Transcribe the portion of the PGNet page below between "Introduction Of PGNet" and "annotations is needed.", inclusive, keeping every word and mark unchanged.

SELECTED EXCERPT

------------------------------

End-to-end OCR Algorithm-PGNet

1. Brief Introduction
2. Environment Configuration
3. Quick Use
4. Model Training,Evaluation And Inference

1. Brief Introduction

OCR algorithms can be divided into two categories: two-stage algorithm and end-to-end algorithm. The two-stage OCR algorithm is generally divided into two parts, text detection and text recognition algorithm. The text detection algorithm locates the box of the text line from the image, and then the recognition algorithm identifies the content of the text box. The end-to-end OCR algorithm combines text detection and recognition in one algorithm. Its basic idea is to design a model with both detection unit and recognition module, share the CNN features of both and train them together. Because one algorithm can complete character recognition, the end-to-end model is smaller and faster.

Introduction Of PGNet Algorithm

During the recent years, the end-to-end OCR algorithm has been well developed, including MaskTextSpotter series, TextSnake, TextDragon, PGNet series and so on. Among these algorithms, PGNet algorithm has some advantages over the other algorithms.

PGNet loss is designed to guide training, and no character-level annotations is needed.

------------------------------

DATASET
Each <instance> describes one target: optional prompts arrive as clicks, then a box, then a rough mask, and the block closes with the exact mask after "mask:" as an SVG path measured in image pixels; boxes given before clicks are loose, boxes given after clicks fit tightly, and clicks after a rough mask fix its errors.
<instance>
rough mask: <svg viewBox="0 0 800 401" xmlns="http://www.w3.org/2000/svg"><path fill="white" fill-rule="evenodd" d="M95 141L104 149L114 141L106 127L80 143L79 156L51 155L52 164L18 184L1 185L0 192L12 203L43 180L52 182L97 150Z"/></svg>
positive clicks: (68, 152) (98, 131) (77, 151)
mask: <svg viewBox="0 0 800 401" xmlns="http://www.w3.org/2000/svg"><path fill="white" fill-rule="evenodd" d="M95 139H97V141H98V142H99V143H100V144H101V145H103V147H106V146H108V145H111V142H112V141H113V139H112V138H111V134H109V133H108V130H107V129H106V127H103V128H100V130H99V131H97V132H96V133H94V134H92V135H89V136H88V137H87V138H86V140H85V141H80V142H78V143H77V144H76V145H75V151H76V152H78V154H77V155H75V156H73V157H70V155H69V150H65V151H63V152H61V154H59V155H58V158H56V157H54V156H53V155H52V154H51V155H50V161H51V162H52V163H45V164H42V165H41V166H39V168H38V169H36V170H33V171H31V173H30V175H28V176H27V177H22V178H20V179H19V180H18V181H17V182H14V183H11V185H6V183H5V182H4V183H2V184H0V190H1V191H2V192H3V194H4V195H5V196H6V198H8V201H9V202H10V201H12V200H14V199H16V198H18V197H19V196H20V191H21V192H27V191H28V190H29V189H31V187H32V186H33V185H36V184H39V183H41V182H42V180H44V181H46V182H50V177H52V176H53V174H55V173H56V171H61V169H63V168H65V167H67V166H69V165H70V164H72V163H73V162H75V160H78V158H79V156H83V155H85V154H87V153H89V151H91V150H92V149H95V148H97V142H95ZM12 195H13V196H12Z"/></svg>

------------------------------

OUTPUT
Introduction Of PGNet Algorithm

During the recent years, the end-to-end OCR algorithm has been well developed, including MaskTextSpotter series, TextSnake, TextDragon, PGNet series and so on. Among these algorithms, PGNet algorithm has some advantages over the other algorithms.

PGNet loss is designed to guide training, and no character-level annotations is needed.